→ The problem:
Update the items from the line with "[locate] the front door" up to and including the line with "x=567, y=133" by replacing "rear windshield" with "back window". Return only those lines, with everything else left unchanged.

* begin Information supplied *

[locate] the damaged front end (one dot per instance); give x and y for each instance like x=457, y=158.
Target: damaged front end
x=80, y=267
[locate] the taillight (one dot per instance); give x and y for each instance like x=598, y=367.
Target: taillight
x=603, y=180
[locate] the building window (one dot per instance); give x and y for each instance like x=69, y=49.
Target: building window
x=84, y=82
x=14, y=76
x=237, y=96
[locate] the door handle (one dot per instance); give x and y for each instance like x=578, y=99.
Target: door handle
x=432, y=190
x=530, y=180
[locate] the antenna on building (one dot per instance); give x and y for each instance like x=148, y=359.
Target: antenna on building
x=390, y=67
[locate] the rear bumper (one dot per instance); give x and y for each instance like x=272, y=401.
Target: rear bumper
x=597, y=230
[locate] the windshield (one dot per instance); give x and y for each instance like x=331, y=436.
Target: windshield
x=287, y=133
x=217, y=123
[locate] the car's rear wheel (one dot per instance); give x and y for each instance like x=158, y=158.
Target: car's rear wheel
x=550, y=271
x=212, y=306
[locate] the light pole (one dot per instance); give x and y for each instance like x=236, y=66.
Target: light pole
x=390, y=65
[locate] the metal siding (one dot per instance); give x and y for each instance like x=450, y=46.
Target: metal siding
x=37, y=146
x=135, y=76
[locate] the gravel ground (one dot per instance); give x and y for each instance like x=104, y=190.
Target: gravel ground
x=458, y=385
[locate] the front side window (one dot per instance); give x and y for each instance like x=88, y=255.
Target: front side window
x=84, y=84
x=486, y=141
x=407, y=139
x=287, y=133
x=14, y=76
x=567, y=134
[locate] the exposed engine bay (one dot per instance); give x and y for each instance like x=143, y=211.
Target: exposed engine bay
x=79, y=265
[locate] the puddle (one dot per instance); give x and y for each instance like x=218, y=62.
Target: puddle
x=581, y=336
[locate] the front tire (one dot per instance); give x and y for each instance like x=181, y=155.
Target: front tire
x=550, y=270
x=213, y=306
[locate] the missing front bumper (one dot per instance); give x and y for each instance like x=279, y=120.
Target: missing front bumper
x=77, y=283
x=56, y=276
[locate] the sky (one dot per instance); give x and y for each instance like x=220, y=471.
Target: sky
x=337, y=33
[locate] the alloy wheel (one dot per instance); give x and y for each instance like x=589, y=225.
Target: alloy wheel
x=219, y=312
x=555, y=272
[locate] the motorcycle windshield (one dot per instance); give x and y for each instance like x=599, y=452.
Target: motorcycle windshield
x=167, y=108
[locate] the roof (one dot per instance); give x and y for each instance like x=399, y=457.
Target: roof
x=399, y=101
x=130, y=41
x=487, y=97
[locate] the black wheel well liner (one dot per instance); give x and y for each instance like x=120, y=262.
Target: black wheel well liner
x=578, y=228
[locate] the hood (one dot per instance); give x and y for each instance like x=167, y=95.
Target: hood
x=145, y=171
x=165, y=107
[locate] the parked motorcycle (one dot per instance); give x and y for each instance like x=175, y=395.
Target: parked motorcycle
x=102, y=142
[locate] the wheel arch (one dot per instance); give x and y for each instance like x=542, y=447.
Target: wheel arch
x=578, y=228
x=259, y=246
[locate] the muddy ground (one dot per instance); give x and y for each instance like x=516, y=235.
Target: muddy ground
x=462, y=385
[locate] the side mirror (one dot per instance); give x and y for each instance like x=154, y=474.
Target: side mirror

* end Information supplied *
* begin Information supplied *

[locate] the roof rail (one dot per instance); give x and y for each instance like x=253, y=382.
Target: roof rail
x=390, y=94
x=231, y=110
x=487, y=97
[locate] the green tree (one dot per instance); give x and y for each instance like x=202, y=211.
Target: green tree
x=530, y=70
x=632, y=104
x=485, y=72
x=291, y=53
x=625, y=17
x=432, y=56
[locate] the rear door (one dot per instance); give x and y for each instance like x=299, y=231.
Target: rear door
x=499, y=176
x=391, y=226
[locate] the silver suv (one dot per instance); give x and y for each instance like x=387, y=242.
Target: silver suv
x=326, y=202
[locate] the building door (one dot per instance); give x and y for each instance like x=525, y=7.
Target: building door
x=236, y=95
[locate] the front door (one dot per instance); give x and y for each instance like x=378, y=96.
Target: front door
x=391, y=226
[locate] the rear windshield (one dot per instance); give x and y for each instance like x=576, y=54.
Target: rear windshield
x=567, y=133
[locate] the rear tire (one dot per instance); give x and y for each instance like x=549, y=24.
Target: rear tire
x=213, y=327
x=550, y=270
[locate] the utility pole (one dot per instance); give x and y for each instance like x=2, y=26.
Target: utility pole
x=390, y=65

* end Information supplied *
* begin Information supplied *

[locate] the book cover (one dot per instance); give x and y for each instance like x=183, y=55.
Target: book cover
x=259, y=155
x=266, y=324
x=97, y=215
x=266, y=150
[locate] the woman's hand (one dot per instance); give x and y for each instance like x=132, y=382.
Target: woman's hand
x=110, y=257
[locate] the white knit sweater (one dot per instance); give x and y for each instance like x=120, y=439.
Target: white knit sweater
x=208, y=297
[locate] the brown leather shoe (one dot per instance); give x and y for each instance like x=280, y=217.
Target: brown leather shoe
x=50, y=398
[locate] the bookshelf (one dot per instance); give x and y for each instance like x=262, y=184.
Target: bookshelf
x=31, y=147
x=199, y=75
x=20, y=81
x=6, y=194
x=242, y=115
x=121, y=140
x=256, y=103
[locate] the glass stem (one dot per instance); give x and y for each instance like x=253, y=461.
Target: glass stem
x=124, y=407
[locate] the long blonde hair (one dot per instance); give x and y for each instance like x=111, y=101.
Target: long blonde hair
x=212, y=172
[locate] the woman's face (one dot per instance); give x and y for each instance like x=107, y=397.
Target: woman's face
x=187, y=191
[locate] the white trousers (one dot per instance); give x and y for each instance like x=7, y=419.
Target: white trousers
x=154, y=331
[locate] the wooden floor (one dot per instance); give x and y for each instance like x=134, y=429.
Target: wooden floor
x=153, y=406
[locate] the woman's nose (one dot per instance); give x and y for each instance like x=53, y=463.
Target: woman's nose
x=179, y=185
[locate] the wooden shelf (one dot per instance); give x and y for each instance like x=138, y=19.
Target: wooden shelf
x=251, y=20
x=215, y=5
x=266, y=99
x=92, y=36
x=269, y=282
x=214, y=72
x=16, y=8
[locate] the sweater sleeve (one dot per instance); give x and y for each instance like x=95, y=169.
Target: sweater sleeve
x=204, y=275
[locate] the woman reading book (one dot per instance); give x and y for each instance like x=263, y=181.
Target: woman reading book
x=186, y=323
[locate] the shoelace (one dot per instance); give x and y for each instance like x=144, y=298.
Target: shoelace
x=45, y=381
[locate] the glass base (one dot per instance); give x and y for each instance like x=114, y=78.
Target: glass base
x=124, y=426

* end Information supplied *

→ Worked answer:
[locate] the front door (one dot per instance); give x and y for each instance like x=378, y=96.
Target: front door
x=391, y=226
[locate] the back window (one dot per instance); give x and y for each instance like x=576, y=54.
Target: back window
x=567, y=133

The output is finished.